▶ **GIVEN INSTRUCTION**: Reproduce all of the material below, line for line and without any alteration.

---------- RECORDS SHOWN

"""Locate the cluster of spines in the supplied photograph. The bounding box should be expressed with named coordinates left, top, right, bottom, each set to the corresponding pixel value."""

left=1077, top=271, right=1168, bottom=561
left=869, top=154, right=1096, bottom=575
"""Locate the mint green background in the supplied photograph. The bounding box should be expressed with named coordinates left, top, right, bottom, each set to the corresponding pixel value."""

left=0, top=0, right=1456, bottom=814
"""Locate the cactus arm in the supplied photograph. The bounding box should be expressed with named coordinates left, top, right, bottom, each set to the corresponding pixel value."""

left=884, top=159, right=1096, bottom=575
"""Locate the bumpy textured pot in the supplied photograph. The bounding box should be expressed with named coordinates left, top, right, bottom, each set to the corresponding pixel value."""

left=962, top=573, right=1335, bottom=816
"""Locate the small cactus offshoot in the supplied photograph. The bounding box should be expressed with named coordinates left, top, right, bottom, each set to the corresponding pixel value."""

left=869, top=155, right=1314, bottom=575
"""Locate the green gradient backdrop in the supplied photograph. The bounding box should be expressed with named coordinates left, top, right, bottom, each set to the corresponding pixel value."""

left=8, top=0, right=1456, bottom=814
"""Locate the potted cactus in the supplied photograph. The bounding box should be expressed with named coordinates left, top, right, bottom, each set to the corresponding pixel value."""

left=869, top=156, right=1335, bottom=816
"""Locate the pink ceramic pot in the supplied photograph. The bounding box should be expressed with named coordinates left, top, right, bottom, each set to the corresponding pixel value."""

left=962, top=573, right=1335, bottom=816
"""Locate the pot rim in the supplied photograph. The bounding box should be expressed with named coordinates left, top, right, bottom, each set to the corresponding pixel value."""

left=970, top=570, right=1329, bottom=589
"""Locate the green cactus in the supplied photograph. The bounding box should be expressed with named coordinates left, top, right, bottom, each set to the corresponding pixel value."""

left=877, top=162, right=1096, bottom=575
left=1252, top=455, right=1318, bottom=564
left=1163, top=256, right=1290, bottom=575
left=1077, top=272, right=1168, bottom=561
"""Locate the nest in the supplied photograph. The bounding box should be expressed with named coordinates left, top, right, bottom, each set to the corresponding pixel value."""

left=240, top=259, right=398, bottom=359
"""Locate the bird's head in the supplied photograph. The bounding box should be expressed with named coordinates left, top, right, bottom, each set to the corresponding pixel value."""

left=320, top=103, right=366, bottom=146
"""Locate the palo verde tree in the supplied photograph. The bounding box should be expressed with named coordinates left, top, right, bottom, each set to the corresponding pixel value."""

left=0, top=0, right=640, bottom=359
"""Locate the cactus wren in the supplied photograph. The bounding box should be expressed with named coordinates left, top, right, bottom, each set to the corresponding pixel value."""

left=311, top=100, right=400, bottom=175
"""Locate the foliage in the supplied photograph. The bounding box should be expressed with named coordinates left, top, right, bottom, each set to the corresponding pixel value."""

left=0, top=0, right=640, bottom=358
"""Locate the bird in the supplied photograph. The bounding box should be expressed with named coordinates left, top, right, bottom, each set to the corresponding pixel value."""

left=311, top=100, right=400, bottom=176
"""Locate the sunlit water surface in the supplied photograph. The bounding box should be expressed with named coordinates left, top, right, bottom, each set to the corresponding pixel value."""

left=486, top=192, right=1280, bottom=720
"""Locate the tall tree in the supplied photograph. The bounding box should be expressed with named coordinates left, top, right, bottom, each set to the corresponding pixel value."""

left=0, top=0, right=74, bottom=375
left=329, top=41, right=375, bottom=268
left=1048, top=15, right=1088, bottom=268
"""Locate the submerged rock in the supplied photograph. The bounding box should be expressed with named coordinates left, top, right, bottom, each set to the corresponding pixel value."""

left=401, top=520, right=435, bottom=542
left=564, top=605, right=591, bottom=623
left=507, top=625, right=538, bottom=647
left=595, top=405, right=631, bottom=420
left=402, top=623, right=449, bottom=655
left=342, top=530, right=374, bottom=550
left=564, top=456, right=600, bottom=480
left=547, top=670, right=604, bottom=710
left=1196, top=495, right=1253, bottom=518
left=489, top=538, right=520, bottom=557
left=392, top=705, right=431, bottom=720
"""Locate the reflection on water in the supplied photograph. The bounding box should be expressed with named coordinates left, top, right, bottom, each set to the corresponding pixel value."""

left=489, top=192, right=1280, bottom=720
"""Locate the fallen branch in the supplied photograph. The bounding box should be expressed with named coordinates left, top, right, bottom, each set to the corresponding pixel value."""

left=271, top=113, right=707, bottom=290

--------------------

▶ **TASK OUTPUT**:
"""Locate the cluster of spines in the supplied photograph. The bounding box should be expressed with named coordinates left, top, right, bottom, each set to the corresponding pixel value."""

left=1077, top=271, right=1168, bottom=561
left=869, top=154, right=1096, bottom=575
"""Locate the mint green background in the supplied photograph. The bounding box should be expressed with named coordinates left, top, right, bottom, each set to the corresponding pixel value."""

left=0, top=0, right=1456, bottom=814
"""Locate the cactus arm in the supplied photograph. The bounding box should be expressed with named coordinates left, top, right, bottom, each set to the corresponding pixel value."""

left=884, top=159, right=1096, bottom=575
"""Locate the bumpy textured pot in the supplied photograph. The bounding box should be expressed with named coordinates left, top, right, bottom, each set to the corresponding pixel value."""

left=962, top=573, right=1335, bottom=816
"""Locate the small cactus offshoot in the supplied photograph. The bounding box should be expressed with named coordinates left, top, right, bottom, each set to the corresponding pixel value."""

left=869, top=155, right=1314, bottom=575
"""Locate the green gradient backdrop in the supplied photograph. The bounding box should be expressed with named coordinates left, top, right, bottom, each set to the corresponding pixel value."""

left=8, top=0, right=1456, bottom=814
"""Locate the potted cactus in the supplied photograph. The bounding box should be expressed with named coordinates left, top, right, bottom, each set to the corresponding pixel value."""

left=869, top=156, right=1335, bottom=816
"""Locate the pink ceramic pot in the supplied photograph. The bounding box should be expressed with named coordinates left, top, right, bottom, each set to the corresponding pixel value."""

left=962, top=573, right=1335, bottom=816
"""Locate the pot rim in the supplied photograph. The bounding box should be expressed with named coordinates left, top, right, bottom, each set to the corresponding pixel value."""

left=970, top=570, right=1329, bottom=589
"""Locate the green cactus in the supplied photograph. The bounding box should be expressed with named coordinates left, top, right, bottom, each set to the corresponding pixel value."""

left=877, top=162, right=1096, bottom=575
left=1252, top=455, right=1318, bottom=564
left=1163, top=256, right=1290, bottom=575
left=1077, top=272, right=1168, bottom=561
"""Locate the nest in the supplied photograph. The bounding box should be expressed with named coordinates left, top, right, bottom, each set to the corresponding pixel value."""

left=240, top=259, right=398, bottom=359
"""Locate the bird's head in the supplied photograph. The bounding box should be expressed with named coordinates left, top, right, bottom, each set to the corresponding pixel value."""

left=320, top=103, right=366, bottom=146
"""Locate the palo verde tree in the supplied photograph. The bounding box should be expressed with named coordinates left, top, right, bottom, each set to the corresponding pixel value."""

left=0, top=0, right=640, bottom=359
"""Locate the cactus wren in the supplied photograph. The bounding box should be expressed with named coordinates left, top, right, bottom, each set to the corresponding pixel value."""

left=311, top=100, right=400, bottom=175
"""Locate the foliage in the supplied photograph. The bounding box should be expressed with named coordinates left, top, right, bottom, each set to the corresponding pixel value."""

left=0, top=0, right=640, bottom=358
"""Locate the bird in the supplied photograph. The bounding box should be expressed with named coordinates left, top, right, bottom, each set to the corresponding pixel value."""

left=311, top=100, right=400, bottom=176
"""Locate the sunlit water surface in the supplied photograph. The bounding box should be expressed with named coordinates left, top, right, bottom, each set to the corresponding pixel value."""

left=486, top=192, right=1280, bottom=720
"""Locate the tall tree in the supplied photograph. The bounding box should be expressed with named coordinates left, top, right, bottom, each set to the corresponding pixel value."""

left=0, top=0, right=74, bottom=375
left=329, top=41, right=375, bottom=268
left=1048, top=15, right=1088, bottom=268
"""Locate the submerged rock in the supplied photograph. The bounding box should be expressed with named coordinates left, top, right, bottom, each set to the corresponding pixel value."""

left=401, top=520, right=435, bottom=542
left=564, top=605, right=591, bottom=623
left=507, top=625, right=538, bottom=647
left=595, top=405, right=631, bottom=420
left=402, top=623, right=449, bottom=655
left=342, top=530, right=374, bottom=550
left=564, top=456, right=600, bottom=480
left=547, top=670, right=604, bottom=710
left=1196, top=495, right=1253, bottom=518
left=489, top=538, right=520, bottom=557
left=392, top=705, right=431, bottom=720
"""Locate the reflection on water in the supplied photograph. The bounding box should be expressed with named coordinates left, top, right, bottom, each set to the corresponding pixel value."""

left=489, top=192, right=1280, bottom=720
"""Locate the fallen branch in the supplied photograph. The bounding box should be expressed with named coordinates left, top, right, bottom, each set to the corresponding pixel value."""

left=271, top=113, right=707, bottom=290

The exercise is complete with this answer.